* TASK GOAL
Copy out, word for word, the lines of the records below, starting at the line that contains "the white shorts." and ending at the line that contains "[215,117,228,133]", with both of those lines included.

* Extracts from a box-labeled dataset
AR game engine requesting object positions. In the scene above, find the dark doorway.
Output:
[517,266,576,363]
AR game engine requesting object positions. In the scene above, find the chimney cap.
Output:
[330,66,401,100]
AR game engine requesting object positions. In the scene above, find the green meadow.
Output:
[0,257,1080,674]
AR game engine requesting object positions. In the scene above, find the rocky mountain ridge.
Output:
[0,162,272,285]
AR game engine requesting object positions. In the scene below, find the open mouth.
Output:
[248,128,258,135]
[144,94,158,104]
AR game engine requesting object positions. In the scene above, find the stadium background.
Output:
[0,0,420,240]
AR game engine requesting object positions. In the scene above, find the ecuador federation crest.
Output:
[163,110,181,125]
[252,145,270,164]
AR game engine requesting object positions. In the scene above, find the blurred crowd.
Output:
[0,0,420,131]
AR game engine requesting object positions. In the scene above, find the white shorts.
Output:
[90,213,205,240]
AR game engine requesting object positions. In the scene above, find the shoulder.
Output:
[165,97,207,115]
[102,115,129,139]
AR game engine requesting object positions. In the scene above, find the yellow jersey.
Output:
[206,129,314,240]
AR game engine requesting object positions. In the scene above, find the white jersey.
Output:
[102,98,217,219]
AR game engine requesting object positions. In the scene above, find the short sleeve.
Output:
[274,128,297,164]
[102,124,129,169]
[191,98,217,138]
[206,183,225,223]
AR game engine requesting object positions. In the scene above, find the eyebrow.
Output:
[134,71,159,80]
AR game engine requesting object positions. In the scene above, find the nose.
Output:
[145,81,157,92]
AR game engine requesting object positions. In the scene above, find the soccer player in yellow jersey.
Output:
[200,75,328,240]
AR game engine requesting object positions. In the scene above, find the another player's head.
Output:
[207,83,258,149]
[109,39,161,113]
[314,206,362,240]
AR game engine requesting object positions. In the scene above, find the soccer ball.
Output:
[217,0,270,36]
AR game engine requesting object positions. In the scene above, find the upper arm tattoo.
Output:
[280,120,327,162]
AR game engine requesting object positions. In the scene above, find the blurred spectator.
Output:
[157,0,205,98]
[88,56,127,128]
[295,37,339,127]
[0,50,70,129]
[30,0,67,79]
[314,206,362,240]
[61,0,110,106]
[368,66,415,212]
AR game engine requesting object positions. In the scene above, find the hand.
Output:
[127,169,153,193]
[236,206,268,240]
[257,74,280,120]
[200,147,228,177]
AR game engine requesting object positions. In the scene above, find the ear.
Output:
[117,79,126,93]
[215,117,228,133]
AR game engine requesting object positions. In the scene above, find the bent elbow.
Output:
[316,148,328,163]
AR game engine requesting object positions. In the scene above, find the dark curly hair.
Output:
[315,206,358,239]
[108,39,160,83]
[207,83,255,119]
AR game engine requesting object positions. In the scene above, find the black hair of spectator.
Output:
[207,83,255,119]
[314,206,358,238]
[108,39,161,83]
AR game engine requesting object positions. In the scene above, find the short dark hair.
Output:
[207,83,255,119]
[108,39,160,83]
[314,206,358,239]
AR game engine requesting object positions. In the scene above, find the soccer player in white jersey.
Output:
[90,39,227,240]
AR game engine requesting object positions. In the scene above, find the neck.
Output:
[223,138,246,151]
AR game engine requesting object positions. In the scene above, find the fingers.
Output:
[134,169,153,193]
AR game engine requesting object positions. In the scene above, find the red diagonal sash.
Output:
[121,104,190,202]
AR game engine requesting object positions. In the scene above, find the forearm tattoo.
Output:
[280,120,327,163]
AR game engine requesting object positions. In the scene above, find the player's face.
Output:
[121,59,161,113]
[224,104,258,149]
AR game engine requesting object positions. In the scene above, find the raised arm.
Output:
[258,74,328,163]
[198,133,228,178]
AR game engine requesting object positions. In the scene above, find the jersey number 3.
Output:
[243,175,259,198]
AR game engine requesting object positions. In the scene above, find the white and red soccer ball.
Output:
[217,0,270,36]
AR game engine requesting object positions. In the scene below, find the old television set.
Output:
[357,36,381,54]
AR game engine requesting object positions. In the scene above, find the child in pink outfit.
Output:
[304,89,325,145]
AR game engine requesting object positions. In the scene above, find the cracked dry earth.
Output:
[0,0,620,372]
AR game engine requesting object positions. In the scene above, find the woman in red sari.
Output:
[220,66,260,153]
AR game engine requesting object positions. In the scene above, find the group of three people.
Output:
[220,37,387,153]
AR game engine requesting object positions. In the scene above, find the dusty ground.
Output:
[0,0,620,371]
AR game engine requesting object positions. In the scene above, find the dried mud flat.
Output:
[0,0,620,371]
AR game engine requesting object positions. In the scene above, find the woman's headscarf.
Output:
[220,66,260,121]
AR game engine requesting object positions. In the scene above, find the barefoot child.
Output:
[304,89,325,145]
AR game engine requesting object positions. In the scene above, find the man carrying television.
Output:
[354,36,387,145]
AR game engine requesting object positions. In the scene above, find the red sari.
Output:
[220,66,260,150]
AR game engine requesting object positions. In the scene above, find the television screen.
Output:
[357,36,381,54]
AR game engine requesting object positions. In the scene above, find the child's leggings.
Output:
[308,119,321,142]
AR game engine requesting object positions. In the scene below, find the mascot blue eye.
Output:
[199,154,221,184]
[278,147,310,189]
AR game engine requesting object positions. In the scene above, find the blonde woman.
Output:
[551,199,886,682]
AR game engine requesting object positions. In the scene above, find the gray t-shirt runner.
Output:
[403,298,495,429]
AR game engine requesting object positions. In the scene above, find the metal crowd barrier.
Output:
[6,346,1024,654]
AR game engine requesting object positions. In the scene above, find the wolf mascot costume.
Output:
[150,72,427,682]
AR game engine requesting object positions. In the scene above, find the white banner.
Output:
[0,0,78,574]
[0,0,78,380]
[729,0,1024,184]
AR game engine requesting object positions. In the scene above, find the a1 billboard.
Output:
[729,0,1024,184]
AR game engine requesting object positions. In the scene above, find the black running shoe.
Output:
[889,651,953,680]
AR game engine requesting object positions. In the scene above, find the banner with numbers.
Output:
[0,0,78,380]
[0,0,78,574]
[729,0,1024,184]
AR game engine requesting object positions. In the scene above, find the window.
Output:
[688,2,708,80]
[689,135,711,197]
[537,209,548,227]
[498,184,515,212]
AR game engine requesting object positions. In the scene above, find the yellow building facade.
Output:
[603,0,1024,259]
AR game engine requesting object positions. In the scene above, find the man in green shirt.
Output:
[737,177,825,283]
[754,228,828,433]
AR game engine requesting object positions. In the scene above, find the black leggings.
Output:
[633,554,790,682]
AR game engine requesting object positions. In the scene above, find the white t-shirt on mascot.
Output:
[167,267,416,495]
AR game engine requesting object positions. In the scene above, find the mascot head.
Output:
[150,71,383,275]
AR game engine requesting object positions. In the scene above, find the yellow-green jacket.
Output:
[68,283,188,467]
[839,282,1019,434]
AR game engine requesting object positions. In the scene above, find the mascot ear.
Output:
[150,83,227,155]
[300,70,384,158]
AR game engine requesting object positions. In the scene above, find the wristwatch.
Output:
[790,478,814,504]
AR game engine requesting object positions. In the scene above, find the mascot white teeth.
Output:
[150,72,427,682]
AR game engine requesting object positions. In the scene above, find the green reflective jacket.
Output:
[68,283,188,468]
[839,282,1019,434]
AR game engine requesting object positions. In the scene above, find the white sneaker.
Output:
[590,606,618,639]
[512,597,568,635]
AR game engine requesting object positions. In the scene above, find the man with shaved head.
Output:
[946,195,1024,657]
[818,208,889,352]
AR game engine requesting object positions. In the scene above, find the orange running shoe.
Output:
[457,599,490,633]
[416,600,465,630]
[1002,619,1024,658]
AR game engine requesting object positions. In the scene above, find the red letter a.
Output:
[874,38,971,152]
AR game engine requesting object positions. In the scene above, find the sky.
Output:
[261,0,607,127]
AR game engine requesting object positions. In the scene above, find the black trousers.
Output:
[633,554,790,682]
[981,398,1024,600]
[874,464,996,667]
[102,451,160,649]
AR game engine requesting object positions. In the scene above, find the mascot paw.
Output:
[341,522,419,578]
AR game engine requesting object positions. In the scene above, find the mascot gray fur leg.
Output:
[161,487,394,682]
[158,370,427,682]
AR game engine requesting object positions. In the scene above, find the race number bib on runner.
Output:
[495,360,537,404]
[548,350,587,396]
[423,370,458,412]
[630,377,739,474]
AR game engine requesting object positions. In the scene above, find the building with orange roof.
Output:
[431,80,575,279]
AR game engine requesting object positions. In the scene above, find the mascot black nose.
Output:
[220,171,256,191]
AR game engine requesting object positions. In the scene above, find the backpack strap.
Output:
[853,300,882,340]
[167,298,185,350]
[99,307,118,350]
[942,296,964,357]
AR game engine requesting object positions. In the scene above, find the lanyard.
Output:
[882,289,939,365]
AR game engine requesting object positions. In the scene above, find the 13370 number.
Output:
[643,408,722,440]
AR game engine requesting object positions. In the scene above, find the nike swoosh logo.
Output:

* WORKED SOLUTION
AR game engine requesting object positions. In the scene above, find the white shorts.
Output:
[90,213,205,240]
AR game engine requesting object positions. In the scene above, find the shoulder.
Output:
[165,97,207,115]
[102,115,129,139]
AR game engine requesting object positions. In the scene above, find the yellow jersey.
Output:
[206,129,314,240]
AR game engine requesting object positions. In the scene above, find the white jersey.
Output:
[102,98,217,219]
AR game engine requesting object positions. In the scene above, find the short sleeve.
Output:
[274,128,297,164]
[102,124,129,169]
[191,98,217,138]
[206,183,225,223]
AR game engine requesting object positions. In the scene above, find the eyebrow.
Output:
[134,71,159,80]
AR game engine requesting object positions. In the scene above, find the nose.
Output:
[145,81,157,92]
AR game engine requesting object positions. In the scene above, find the soccer player in yellow jersey.
Output:
[200,75,328,240]
AR game engine requesting object positions. In the scene above, find the another player's head.
Output:
[207,83,258,149]
[109,39,161,113]
[314,206,362,240]
AR game engine requesting object positions. In the scene above, find the soccer ball.
Output:
[217,0,270,36]
AR game engine requesting object positions. In the scene above, find the upper arm tattoo.
Output:
[280,120,327,162]
AR game engine requesting object positions. In the scene above, find the blurred spectator.
Output:
[157,0,205,98]
[88,56,127,128]
[295,37,339,127]
[0,50,70,129]
[30,0,67,79]
[314,206,362,240]
[61,0,110,106]
[368,66,415,212]
AR game engine requesting object positions. In the scene above, find the hand.
Output:
[127,169,153,193]
[236,206,268,240]
[257,74,280,120]
[200,147,228,177]
AR game engine requesting object positions. In the scene above, find the ear.
Output:
[117,79,126,93]
[215,117,228,133]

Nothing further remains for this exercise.